• _EXTRAIT FOURNI_:
※ ※ ※
LES DERNIERS MONTAGNARDS

HISTOIRE DE L'INSURRECTION DE PRAIRIAL AN III (1795)

 

PAR JULES CLARETIE

PARIS - A. LACROIX, VERBOECKHOVEN & Cie - 1868.

 

 

PRÉFACE.

CHAPITRE PREMIER. — Le lendemain de Thermidor.

CHAPITRE II. — Les derniers Montagnards.

CHAPITRE III. — La Convention envahie.

CHAPITRE IV. — Les journées d'émeute.

CHAPITRE V. — La Commission militaire.

CHAPITRE VI. — Brutus Magnier.

CHAPITRE VII. — Le martyre.

CHAPITRE VIII. — Les derniers jours de la Commission.

PIÈCES JUSTIFICATIVES.

 

PRÉFACE

 

Depuis quelques années, il s'est fait un grand et significatif retour vers l'histoire de la Révolution française. On a compris enfin que cette étonnante époque avait été mal étudiée, quand elle n'avait pas été calomniée. On a voulu remonter aux sources, aux documents originaux, on a fait comparaître, avant de juger la Révolution, les témoins eux-mêmes, leurs preuves à la main. Beaucoup ont été convaincus de mensonges, d'autres ont, au contraire, apporté dans le procès des témoignages décisifs, et l'arrêt porté par l'ignorance ou l'esprit de parti a été bientôt cassé.

Il ne faut pas oublier, quoique leurs livres aient été singulièrement complétés par d'autres, les historiens à qui nous devons ce mouvement. M. Thiers et M. Mignet ont donné le signal de la réaction salutaire. Plus tard, M. Michelet a écrit l'histoire du peuple pendant la Révolution ; M. Louis Blanc a tracé les évolutions de l'esprit révolutionnaire ; M. de Lamartine a tenté le pallie en prose de cette gigantesque épopée. Un autre historien, M. Villiaumé, rapportait en même temps son contingent de preuves et d'arguments. Mais ce n'était pas assez pour le public de saisir l'ensemble du drame, ainsi présenté par des hommes d'un talent si rare, il en a bientôt voulu connaître les détails. Et de ce besoin de renseignements précis sont nées ces monographies intéressantes, curieuses, courageuses, que nous avons vues paraître en ces dernières années, analyses exactes et profondes, qui permettent à un écrivain futur de composer la synthèse définitive de cette grande histoire.

A mon tour, j'ai voulu apporter ma pierre au monument à venir, en retraçant le tableau sinistre de l'Insurrection de prairial an III.
※ ※ ※
(Enregistrements)
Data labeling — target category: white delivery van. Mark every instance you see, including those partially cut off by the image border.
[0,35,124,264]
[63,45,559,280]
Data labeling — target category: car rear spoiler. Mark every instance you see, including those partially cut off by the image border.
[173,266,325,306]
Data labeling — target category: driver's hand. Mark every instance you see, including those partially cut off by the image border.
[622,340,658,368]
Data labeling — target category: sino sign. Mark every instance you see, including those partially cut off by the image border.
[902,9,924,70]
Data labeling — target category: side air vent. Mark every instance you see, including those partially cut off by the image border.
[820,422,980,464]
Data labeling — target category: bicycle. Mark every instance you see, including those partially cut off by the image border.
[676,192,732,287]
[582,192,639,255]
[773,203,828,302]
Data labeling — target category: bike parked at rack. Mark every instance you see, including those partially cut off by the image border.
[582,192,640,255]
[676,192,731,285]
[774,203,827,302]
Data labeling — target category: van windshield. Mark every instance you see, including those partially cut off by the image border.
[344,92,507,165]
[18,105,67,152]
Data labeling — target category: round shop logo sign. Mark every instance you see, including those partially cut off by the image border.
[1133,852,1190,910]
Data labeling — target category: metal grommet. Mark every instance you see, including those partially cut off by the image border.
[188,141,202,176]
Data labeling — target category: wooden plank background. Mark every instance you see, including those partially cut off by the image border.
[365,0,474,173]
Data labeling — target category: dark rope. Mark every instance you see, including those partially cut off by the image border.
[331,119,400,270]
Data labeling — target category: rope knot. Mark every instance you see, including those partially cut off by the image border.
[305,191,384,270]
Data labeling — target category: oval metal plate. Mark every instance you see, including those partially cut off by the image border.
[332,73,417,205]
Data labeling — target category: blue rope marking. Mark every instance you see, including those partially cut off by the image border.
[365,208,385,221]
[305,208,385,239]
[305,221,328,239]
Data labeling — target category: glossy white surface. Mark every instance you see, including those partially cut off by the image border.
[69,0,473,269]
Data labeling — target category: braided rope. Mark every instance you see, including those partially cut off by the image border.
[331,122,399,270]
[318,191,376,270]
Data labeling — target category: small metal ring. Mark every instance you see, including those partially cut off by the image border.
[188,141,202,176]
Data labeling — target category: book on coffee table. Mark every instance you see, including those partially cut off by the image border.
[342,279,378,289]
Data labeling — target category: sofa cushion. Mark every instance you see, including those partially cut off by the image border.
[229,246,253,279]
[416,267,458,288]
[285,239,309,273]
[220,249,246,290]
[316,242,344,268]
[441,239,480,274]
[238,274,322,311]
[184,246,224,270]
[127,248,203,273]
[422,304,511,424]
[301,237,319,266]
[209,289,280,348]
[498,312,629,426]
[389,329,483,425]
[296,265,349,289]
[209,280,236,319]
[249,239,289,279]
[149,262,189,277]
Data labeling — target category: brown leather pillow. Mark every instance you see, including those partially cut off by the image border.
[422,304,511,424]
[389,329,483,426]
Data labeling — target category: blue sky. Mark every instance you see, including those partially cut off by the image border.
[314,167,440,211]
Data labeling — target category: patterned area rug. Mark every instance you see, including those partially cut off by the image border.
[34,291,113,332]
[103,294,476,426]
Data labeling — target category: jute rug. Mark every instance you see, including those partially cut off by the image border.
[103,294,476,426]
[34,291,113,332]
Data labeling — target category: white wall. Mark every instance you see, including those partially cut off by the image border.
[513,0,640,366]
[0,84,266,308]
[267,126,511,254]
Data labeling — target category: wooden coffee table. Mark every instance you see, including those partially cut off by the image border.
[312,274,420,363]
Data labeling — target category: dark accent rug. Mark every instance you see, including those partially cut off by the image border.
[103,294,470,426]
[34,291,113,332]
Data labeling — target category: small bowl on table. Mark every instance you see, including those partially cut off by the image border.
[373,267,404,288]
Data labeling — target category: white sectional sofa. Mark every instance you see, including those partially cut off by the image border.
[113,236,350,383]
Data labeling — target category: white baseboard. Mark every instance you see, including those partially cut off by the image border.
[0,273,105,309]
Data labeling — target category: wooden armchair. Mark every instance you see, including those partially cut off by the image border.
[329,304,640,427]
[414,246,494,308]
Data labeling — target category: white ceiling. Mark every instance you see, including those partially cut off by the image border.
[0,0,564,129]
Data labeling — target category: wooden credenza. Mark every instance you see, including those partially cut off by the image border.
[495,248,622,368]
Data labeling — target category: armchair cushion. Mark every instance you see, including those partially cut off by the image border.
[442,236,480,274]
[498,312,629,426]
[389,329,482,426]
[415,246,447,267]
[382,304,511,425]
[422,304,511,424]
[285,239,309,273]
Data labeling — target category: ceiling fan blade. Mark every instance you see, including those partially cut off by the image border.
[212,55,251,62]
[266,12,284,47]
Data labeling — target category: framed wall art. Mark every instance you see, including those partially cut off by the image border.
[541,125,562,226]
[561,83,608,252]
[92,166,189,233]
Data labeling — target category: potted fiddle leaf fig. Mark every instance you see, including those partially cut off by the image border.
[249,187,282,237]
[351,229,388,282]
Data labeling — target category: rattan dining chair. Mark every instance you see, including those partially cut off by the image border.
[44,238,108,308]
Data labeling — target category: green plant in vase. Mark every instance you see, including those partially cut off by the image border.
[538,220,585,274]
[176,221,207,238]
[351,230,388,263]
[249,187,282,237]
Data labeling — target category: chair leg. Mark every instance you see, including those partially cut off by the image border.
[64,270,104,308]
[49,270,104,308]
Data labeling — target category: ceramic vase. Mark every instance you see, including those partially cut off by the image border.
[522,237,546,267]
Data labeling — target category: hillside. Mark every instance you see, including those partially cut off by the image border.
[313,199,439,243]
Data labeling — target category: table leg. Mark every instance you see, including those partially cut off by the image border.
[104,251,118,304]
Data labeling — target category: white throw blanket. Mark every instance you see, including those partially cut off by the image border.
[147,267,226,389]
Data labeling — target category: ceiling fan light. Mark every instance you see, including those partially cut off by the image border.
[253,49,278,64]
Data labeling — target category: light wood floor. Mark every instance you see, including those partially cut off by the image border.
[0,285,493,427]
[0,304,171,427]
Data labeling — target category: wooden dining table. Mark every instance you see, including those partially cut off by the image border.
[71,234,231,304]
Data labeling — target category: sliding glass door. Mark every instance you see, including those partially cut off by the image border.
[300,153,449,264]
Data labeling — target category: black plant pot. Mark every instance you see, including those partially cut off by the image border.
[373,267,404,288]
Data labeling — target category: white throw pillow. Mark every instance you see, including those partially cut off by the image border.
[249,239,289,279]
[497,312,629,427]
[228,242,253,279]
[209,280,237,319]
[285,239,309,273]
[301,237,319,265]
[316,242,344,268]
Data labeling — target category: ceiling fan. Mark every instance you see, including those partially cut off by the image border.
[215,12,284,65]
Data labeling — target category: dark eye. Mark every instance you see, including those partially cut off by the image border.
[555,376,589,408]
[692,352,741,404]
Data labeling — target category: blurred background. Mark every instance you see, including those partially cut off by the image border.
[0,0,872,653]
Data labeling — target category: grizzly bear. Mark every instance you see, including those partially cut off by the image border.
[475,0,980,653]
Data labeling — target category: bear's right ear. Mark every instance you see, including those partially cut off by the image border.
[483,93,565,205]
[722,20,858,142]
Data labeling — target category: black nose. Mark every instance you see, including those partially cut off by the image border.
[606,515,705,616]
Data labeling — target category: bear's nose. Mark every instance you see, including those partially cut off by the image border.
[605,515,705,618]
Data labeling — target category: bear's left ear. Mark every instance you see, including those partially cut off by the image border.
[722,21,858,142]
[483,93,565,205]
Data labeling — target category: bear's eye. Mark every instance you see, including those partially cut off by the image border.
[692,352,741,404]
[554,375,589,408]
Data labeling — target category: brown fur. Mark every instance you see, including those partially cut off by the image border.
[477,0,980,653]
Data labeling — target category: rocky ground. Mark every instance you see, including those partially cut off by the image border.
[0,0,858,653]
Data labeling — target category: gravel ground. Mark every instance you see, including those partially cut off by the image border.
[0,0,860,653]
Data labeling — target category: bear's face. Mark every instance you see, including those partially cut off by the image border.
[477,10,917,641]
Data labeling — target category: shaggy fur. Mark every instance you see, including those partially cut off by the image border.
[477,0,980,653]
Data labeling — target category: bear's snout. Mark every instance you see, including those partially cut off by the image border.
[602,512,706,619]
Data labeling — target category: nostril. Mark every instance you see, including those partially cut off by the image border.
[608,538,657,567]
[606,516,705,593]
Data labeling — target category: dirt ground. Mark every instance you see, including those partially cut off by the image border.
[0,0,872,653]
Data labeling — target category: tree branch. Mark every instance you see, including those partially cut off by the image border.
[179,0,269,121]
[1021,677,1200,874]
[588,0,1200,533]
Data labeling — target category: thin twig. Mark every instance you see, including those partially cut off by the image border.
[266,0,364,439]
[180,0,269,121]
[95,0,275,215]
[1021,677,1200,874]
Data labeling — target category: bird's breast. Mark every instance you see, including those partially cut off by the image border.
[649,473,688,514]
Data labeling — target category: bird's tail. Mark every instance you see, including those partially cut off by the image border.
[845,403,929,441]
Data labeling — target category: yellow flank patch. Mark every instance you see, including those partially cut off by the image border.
※ ※ ※
• _TRAVAIL DEMANDÉ_:
**A.** Selon la préface de l'ouvrage sur l'insurrection de prairial an III, quels historiens ont donné le signal de la réaction salutaire ?
**B.** Indiquez le nombre de lignes du listing contenant la chaîne "background", en respectant la casse.

• _RÉPONSES CI-DESSOUS_:
**A.** M. Thiers et M. Mignet.

**B.** 2